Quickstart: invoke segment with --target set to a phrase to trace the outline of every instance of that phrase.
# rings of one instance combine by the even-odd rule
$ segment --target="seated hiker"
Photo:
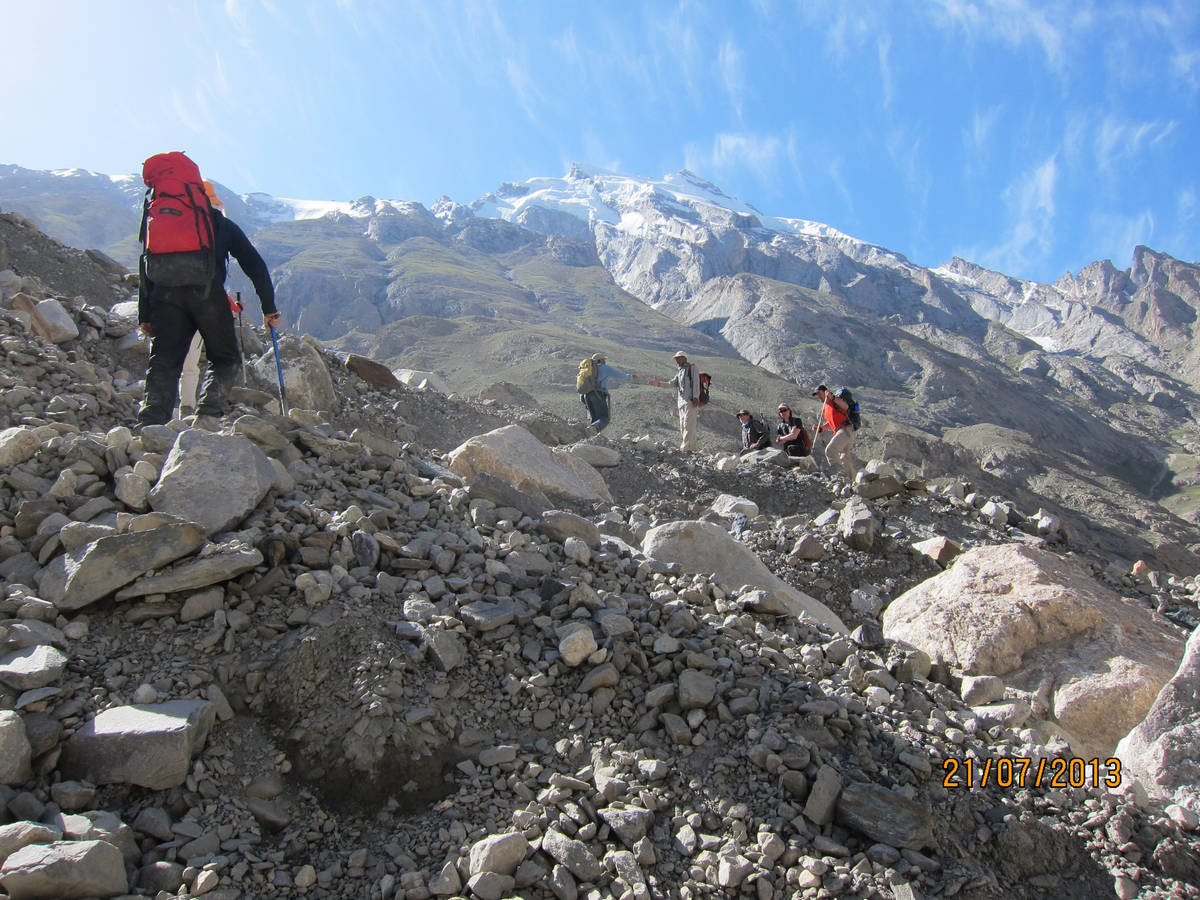
[[[775,446],[788,456],[808,456],[812,452],[812,440],[804,425],[792,419],[792,409],[779,404],[779,426],[775,428]]]
[[[596,432],[601,432],[608,425],[611,415],[610,380],[636,382],[637,376],[625,374],[613,368],[608,365],[602,353],[592,354],[592,372],[594,373],[595,386],[592,388],[590,384],[586,384],[584,386],[590,388],[590,390],[580,394],[580,400],[588,410],[588,425],[595,428]]]
[[[750,415],[749,409],[738,410],[738,421],[742,422],[742,454],[739,456],[770,445],[767,426]]]

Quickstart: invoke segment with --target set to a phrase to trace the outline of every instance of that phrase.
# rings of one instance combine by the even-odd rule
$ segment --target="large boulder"
[[[968,551],[883,613],[884,636],[1002,676],[1081,756],[1109,757],[1175,674],[1183,641],[1079,564],[1025,544]]]
[[[198,522],[206,534],[233,528],[275,484],[275,467],[241,434],[188,428],[167,455],[150,506]]]
[[[842,634],[848,631],[833,610],[774,575],[752,550],[712,522],[656,526],[646,533],[642,551],[654,559],[678,563],[685,572],[715,572],[728,588],[749,584],[769,592],[780,604],[775,612],[814,619]]]
[[[385,388],[392,390],[400,388],[400,379],[391,373],[391,370],[383,362],[376,362],[373,359],[367,356],[360,356],[356,353],[352,353],[346,358],[346,367],[354,372],[359,378],[370,385],[376,388]],[[284,384],[287,379],[284,378]]]
[[[222,547],[199,559],[188,559],[168,571],[156,572],[116,592],[118,600],[130,600],[146,594],[174,594],[198,590],[236,578],[263,563],[263,554],[252,547]]]
[[[0,431],[0,469],[25,462],[37,452],[38,443],[32,428],[16,425]]]
[[[32,751],[25,722],[11,709],[0,709],[0,785],[20,785],[30,776]]]
[[[1200,812],[1200,629],[1150,714],[1117,744],[1117,757],[1154,799]]]
[[[446,383],[442,380],[442,376],[433,372],[425,372],[419,368],[394,368],[392,374],[400,379],[400,383],[406,388],[412,388],[416,391],[438,391],[439,394],[449,394],[450,388]]]
[[[58,608],[79,610],[203,545],[204,529],[192,522],[112,534],[52,559],[38,574],[37,586],[42,599]]]
[[[106,709],[66,742],[59,770],[94,785],[176,787],[215,718],[216,707],[200,700]]]
[[[79,336],[79,326],[71,318],[71,313],[54,298],[38,302],[36,314],[41,329],[46,332],[46,340],[50,343],[65,343]]]
[[[551,451],[520,425],[476,434],[450,451],[450,469],[473,479],[488,473],[552,499],[612,502],[600,473],[566,451]]]
[[[30,844],[0,866],[12,900],[116,896],[128,890],[121,851],[108,841]]]
[[[312,340],[312,338],[308,338]],[[295,335],[281,335],[280,360],[283,364],[283,388],[292,409],[316,409],[322,413],[337,410],[337,391],[320,353]],[[275,350],[268,349],[254,360],[254,372],[272,386],[278,386]]]

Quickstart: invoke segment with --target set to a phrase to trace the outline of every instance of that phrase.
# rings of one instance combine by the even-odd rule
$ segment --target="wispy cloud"
[[[554,48],[575,68],[583,68],[583,54],[580,52],[580,42],[575,37],[575,26],[568,25],[563,36],[553,41]]]
[[[733,41],[725,41],[716,54],[716,67],[721,73],[725,92],[730,95],[733,109],[742,118],[742,98],[746,89],[745,73],[742,71],[742,50]]]
[[[1171,56],[1171,71],[1193,91],[1200,89],[1200,49],[1176,50]]]
[[[1150,146],[1162,144],[1175,131],[1178,122],[1170,121],[1127,122],[1115,116],[1105,116],[1096,134],[1096,163],[1100,172],[1111,173],[1116,164],[1134,160]]]
[[[832,12],[832,10],[826,7],[822,12]],[[839,64],[854,56],[870,32],[866,19],[845,12],[833,14],[827,25],[826,53]]]
[[[532,121],[538,121],[538,107],[545,102],[545,97],[538,90],[534,79],[529,77],[529,71],[510,56],[504,61],[504,73],[526,115]]]
[[[776,170],[784,155],[784,142],[774,136],[722,133],[709,146],[689,144],[684,158],[689,169],[716,174],[748,169],[767,180]]]
[[[1020,274],[1043,262],[1054,247],[1058,154],[1052,154],[1004,188],[1008,232],[1003,241],[976,253],[983,265]]]
[[[1051,68],[1066,64],[1064,32],[1079,11],[1060,4],[1045,7],[1034,0],[935,0],[941,20],[962,30],[972,43],[1000,38],[1020,46],[1038,44]]]
[[[1180,191],[1180,199],[1176,203],[1180,224],[1190,226],[1196,218],[1196,190],[1190,185]]]
[[[877,49],[880,56],[880,90],[883,92],[883,108],[890,110],[892,101],[895,96],[892,62],[888,59],[892,53],[892,36],[883,35],[878,40]]]
[[[1150,246],[1154,240],[1154,214],[1142,210],[1134,215],[1093,212],[1090,217],[1091,246],[1100,259],[1111,259],[1118,268],[1133,259],[1139,244]]]
[[[976,109],[971,114],[970,127],[962,132],[962,144],[967,154],[980,156],[988,152],[992,133],[996,131],[996,122],[1000,121],[1002,112],[1003,107],[997,104],[984,110]]]

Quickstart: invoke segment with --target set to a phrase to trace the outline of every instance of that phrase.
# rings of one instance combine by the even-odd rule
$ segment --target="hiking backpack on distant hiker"
[[[850,419],[850,424],[854,426],[854,431],[863,427],[863,416],[859,415],[858,401],[854,400],[854,395],[850,392],[850,388],[842,388],[840,391],[834,394],[838,400],[846,402],[846,418]]]
[[[596,377],[596,364],[590,356],[580,362],[580,373],[575,377],[575,389],[580,394],[590,394],[600,390],[600,379]]]
[[[157,154],[142,167],[146,198],[138,239],[146,277],[168,288],[208,287],[216,276],[212,205],[194,162]]]

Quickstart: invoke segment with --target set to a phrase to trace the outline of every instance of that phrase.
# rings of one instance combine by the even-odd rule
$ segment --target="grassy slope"
[[[804,396],[806,391],[649,308],[618,288],[599,264],[565,265],[540,244],[484,257],[424,239],[407,241],[395,257],[403,260],[406,277],[415,274],[419,278],[406,289],[416,290],[428,278],[439,296],[469,304],[478,314],[406,317],[377,334],[347,335],[334,342],[336,347],[365,353],[394,368],[434,371],[467,395],[511,382],[542,408],[572,419],[582,416],[575,376],[583,356],[604,353],[616,368],[665,380],[676,371],[671,355],[683,349],[714,379],[713,402],[701,412],[701,443],[712,450],[737,448],[733,414],[739,407],[756,410],[768,424],[784,398],[808,420],[816,415],[816,403]],[[497,282],[498,272],[503,283]],[[490,300],[491,314],[479,310],[480,298]],[[673,439],[671,390],[644,384],[617,388],[610,427]]]

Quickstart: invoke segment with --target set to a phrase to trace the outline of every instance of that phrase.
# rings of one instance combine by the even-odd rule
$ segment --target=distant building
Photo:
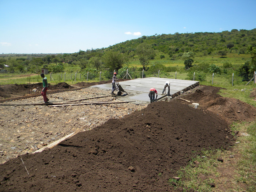
[[[44,73],[45,75],[47,75],[48,72],[48,69],[42,68],[42,72]]]

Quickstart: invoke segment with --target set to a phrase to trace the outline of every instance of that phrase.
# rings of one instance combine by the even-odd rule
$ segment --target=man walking
[[[113,80],[112,81],[112,91],[111,92],[111,94],[114,95],[114,91],[116,90],[116,83],[117,80],[117,79],[116,78],[116,72],[114,73],[114,75],[113,75]]]
[[[157,100],[157,91],[155,88],[151,88],[149,90],[149,93],[148,93],[148,97],[150,99],[150,103],[155,101],[155,93],[156,96],[155,97],[155,100]]]
[[[163,92],[166,94],[166,92],[165,92],[165,89],[166,87],[168,87],[168,95],[170,95],[170,82],[169,81],[166,81],[165,83],[165,88],[163,88],[163,92],[162,93],[162,94],[163,94]]]
[[[44,101],[45,103],[48,103],[49,99],[46,96],[46,91],[48,89],[48,82],[47,82],[47,78],[45,76],[45,74],[42,73],[41,74],[41,77],[43,78],[43,89],[41,92],[41,94],[43,95]]]

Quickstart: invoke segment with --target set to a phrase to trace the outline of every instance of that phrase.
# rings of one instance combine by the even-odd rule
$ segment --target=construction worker
[[[44,101],[45,103],[48,103],[49,102],[49,99],[47,98],[46,96],[46,91],[48,89],[48,82],[47,82],[47,79],[45,76],[45,74],[42,73],[41,74],[41,77],[43,78],[43,89],[41,92],[41,94],[43,95],[44,98]]]
[[[157,91],[155,88],[151,88],[149,90],[149,93],[148,93],[148,97],[150,98],[150,103],[155,101],[155,93],[156,96],[155,97],[155,100],[157,100]]]
[[[114,91],[116,90],[116,83],[117,80],[117,79],[116,78],[116,73],[114,72],[114,75],[113,75],[113,80],[112,81],[112,91],[111,92],[111,94],[114,95]]]
[[[166,92],[165,92],[165,89],[166,87],[168,87],[168,94],[169,95],[170,95],[170,82],[169,81],[166,81],[165,83],[165,88],[163,88],[163,92],[162,93],[162,94],[163,94],[163,92],[165,92],[165,94],[166,94]]]

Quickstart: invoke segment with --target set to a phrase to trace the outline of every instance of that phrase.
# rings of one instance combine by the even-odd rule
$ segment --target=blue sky
[[[0,0],[0,54],[72,53],[143,35],[256,28],[256,0]]]

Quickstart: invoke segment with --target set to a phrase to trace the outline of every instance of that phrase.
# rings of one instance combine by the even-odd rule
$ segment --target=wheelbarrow
[[[123,87],[122,87],[121,85],[119,84],[119,82],[118,79],[117,79],[117,80],[116,82],[116,91],[118,91],[118,92],[117,92],[117,95],[118,96],[120,96],[121,95],[122,95],[122,92],[125,92],[125,93],[126,93],[127,95],[128,94],[127,94],[127,93],[126,93],[126,91],[124,90],[124,89],[123,89]]]

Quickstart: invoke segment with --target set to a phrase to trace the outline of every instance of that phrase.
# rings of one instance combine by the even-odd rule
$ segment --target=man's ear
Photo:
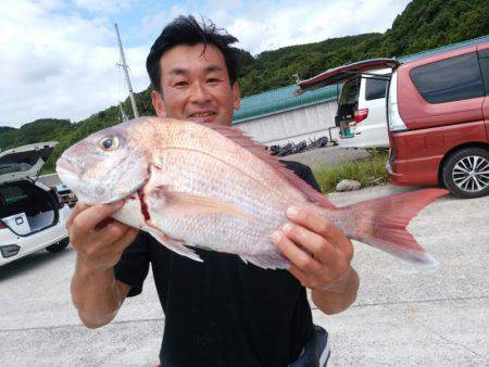
[[[233,109],[239,110],[241,107],[241,92],[239,91],[239,84],[233,84]]]
[[[163,98],[161,97],[161,94],[155,90],[151,92],[151,102],[153,103],[156,116],[166,117],[165,103],[163,102]]]

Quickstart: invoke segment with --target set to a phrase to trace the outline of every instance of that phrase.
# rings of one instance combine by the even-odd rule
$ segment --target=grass
[[[369,150],[371,157],[347,162],[346,164],[327,169],[317,169],[314,176],[324,193],[336,190],[336,186],[342,179],[354,179],[362,187],[377,186],[388,181],[386,150]]]

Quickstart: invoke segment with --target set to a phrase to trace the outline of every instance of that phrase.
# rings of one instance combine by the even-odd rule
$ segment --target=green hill
[[[385,34],[363,34],[321,42],[264,51],[256,56],[242,50],[238,81],[243,97],[304,79],[327,68],[371,58],[402,56],[489,34],[488,0],[414,0],[398,15]],[[148,88],[136,93],[141,115],[154,115]],[[130,110],[127,99],[124,110]],[[70,124],[43,118],[18,129],[0,127],[0,149],[46,140],[60,142],[45,172],[52,172],[58,156],[67,147],[91,132],[118,124],[118,107],[111,106],[87,119]]]

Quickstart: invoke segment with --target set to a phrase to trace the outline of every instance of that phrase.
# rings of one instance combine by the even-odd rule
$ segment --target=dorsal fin
[[[310,202],[327,208],[334,208],[335,205],[327,200],[323,194],[318,193],[316,190],[314,190],[309,184],[301,180],[299,177],[297,177],[293,172],[290,169],[287,169],[276,156],[272,155],[264,145],[255,142],[252,140],[249,136],[247,136],[244,132],[242,132],[240,129],[231,126],[223,126],[217,124],[199,124],[204,127],[209,127],[213,129],[214,131],[221,134],[222,136],[233,140],[240,147],[248,150],[251,154],[259,157],[263,162],[265,162],[267,165],[269,165],[273,169],[278,172],[281,177],[284,177],[290,185],[292,185],[294,188],[297,188],[299,191],[301,191],[305,199],[308,199]]]

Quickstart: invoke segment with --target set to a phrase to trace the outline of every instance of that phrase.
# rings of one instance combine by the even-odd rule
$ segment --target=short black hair
[[[240,51],[229,45],[237,41],[236,37],[224,29],[216,28],[211,21],[205,23],[202,18],[202,23],[199,24],[192,15],[176,17],[163,28],[146,59],[146,68],[153,89],[160,93],[162,92],[160,88],[160,59],[163,53],[175,46],[193,46],[197,43],[213,45],[220,49],[226,62],[229,81],[233,85],[238,76]]]

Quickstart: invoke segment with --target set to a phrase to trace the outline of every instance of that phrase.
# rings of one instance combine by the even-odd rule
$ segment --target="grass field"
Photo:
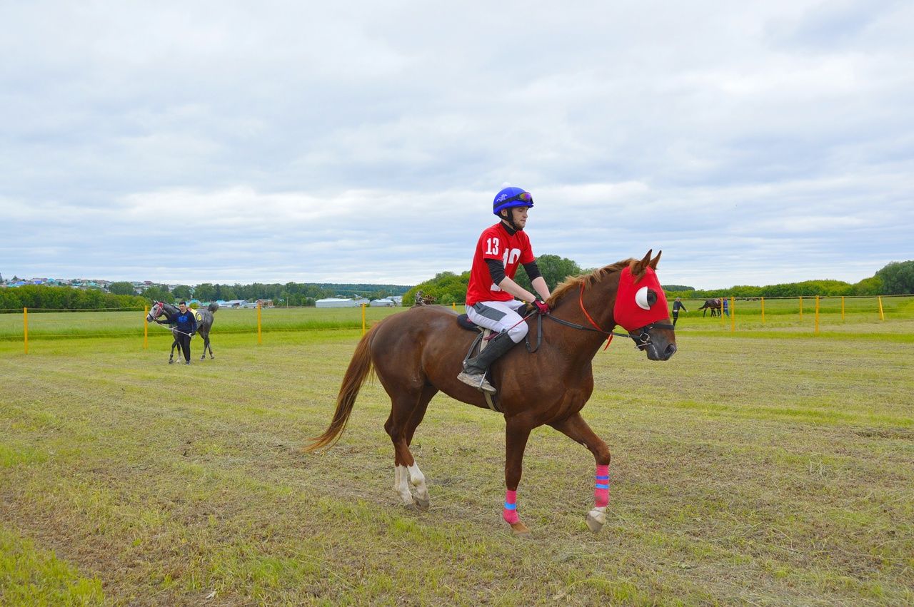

==========

- _Task_: Gather every line of the records above that contains the string "hiker", and reproduce each one in full. Matching is case-sensitive.

- _Answer to the problem_:
$ segment --target="seated hiker"
$ segment --target="hiking backpack on distant hiker"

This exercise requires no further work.